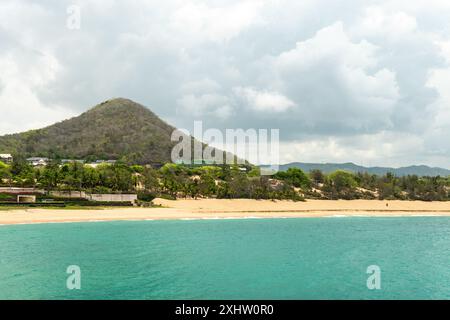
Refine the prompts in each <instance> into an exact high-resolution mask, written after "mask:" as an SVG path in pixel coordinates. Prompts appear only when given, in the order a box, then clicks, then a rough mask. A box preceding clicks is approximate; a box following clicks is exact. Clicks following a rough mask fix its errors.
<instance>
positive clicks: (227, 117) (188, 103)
mask: <svg viewBox="0 0 450 320" xmlns="http://www.w3.org/2000/svg"><path fill="white" fill-rule="evenodd" d="M232 112H233V109H232V107H231V106H230V101H229V99H228V97H227V96H224V95H219V94H214V93H207V94H200V95H195V94H188V95H184V96H183V97H181V98H180V99H179V100H178V109H177V113H178V114H180V115H190V116H191V117H192V116H194V117H197V118H198V119H201V118H203V117H204V116H205V115H209V116H213V117H217V118H219V119H227V118H229V117H230V116H231V114H232Z"/></svg>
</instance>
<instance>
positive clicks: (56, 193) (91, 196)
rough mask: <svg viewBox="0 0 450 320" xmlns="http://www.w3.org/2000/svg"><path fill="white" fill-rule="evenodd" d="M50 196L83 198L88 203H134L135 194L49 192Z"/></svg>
mask: <svg viewBox="0 0 450 320" xmlns="http://www.w3.org/2000/svg"><path fill="white" fill-rule="evenodd" d="M50 196H53V197H62V198H72V199H73V198H83V199H87V200H90V201H108V202H125V201H128V202H135V201H136V200H137V195H136V194H90V193H86V192H84V191H50Z"/></svg>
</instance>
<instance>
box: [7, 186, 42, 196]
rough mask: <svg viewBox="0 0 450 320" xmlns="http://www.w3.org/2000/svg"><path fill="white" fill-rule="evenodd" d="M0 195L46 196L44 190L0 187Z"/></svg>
mask: <svg viewBox="0 0 450 320" xmlns="http://www.w3.org/2000/svg"><path fill="white" fill-rule="evenodd" d="M0 193H7V194H16V195H18V194H36V193H39V194H45V191H44V190H41V189H36V188H13V187H0Z"/></svg>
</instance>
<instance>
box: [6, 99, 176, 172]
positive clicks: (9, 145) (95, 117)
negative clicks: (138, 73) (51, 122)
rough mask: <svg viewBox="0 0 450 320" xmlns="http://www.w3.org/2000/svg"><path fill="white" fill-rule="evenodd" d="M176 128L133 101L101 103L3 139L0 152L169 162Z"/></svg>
mask: <svg viewBox="0 0 450 320" xmlns="http://www.w3.org/2000/svg"><path fill="white" fill-rule="evenodd" d="M173 130H175V128H174V127H172V126H170V125H169V124H167V123H165V122H164V121H163V120H161V119H160V118H159V117H158V116H156V115H155V114H154V113H153V112H151V111H150V110H149V109H147V108H146V107H144V106H142V105H140V104H138V103H135V102H133V101H131V100H128V99H122V98H118V99H112V100H108V101H105V102H102V103H100V104H99V105H97V106H95V107H94V108H92V109H91V110H89V111H87V112H85V113H83V114H81V115H80V116H78V117H75V118H72V119H69V120H65V121H62V122H59V123H56V124H54V125H51V126H49V127H46V128H43V129H39V130H31V131H27V132H24V133H18V134H12V135H6V136H1V137H0V153H19V154H23V155H25V156H27V157H28V156H30V157H31V156H41V157H48V158H63V159H64V158H66V159H93V160H94V159H124V160H126V161H130V162H133V163H141V164H146V163H164V162H170V154H171V150H172V147H173V145H174V144H175V143H174V142H172V141H171V140H170V137H171V134H172V132H173Z"/></svg>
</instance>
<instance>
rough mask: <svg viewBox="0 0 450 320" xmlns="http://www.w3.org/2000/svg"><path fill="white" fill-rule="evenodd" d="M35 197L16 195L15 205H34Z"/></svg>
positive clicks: (31, 196) (26, 195)
mask: <svg viewBox="0 0 450 320" xmlns="http://www.w3.org/2000/svg"><path fill="white" fill-rule="evenodd" d="M35 202H36V196H30V195H17V203H35Z"/></svg>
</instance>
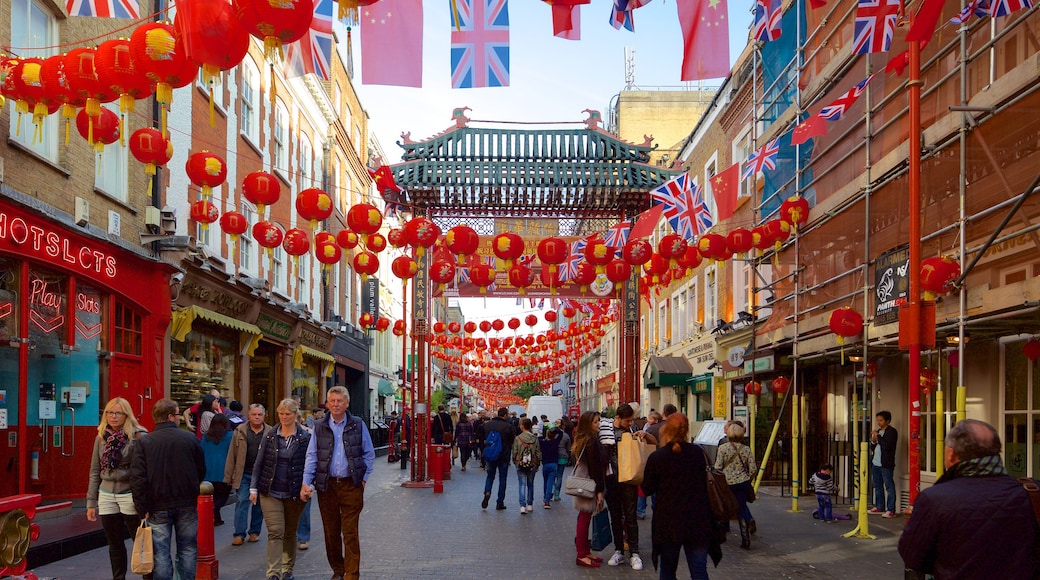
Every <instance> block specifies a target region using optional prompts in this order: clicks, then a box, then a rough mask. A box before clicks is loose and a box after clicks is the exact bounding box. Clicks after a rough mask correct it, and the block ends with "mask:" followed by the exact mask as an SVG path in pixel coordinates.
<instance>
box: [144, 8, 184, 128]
mask: <svg viewBox="0 0 1040 580" xmlns="http://www.w3.org/2000/svg"><path fill="white" fill-rule="evenodd" d="M130 57H131V59H132V60H133V68H134V71H136V72H137V74H138V75H144V76H145V78H147V79H148V80H149V81H150V82H152V83H154V84H155V102H156V103H158V104H159V106H160V108H161V112H160V114H161V117H160V125H159V127H160V128H161V130H162V134H163V135H166V113H167V111H168V110H170V105H171V103H173V101H174V89H175V88H179V87H182V86H187V85H188V84H190V83H191V82H192V81H194V79H196V78H197V77H198V76H199V65H198V64H196V63H194V62H193V61H192V60H190V59H189V58H188V57H187V54H186V53H185V51H184V45H183V44H181V43H178V42H177V37H176V35H175V33H174V27H173V26H172V25H171V24H168V23H165V22H150V23H148V24H142V25H140V26H138V27H137V28H135V29H134V31H133V34H131V35H130Z"/></svg>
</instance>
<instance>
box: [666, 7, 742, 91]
mask: <svg viewBox="0 0 1040 580" xmlns="http://www.w3.org/2000/svg"><path fill="white" fill-rule="evenodd" d="M675 5H676V8H678V10H679V25H680V26H681V27H682V49H683V57H682V78H681V80H684V81H687V80H703V79H721V78H724V77H726V76H728V75H729V9H728V8H727V7H726V0H676V3H675Z"/></svg>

———

Quote the entries word for word, starting at their beginning and ending with the line that contains "positive clicks: (227, 117) (188, 103)". Leave the picture out of your answer.

Response to the task:
Refine the prompts in each <instance> into an exact high-resolution mask, written after "mask:" as an SVG path in pixel coordinates. Prompts appear only when given, in the order a box, then clicks, then a rough mask. A box preceding clicks is approximate; a box following clicks is exact. Clicks following a rough mask fix its errors.
<instance>
positive clicks: (227, 117) (188, 103)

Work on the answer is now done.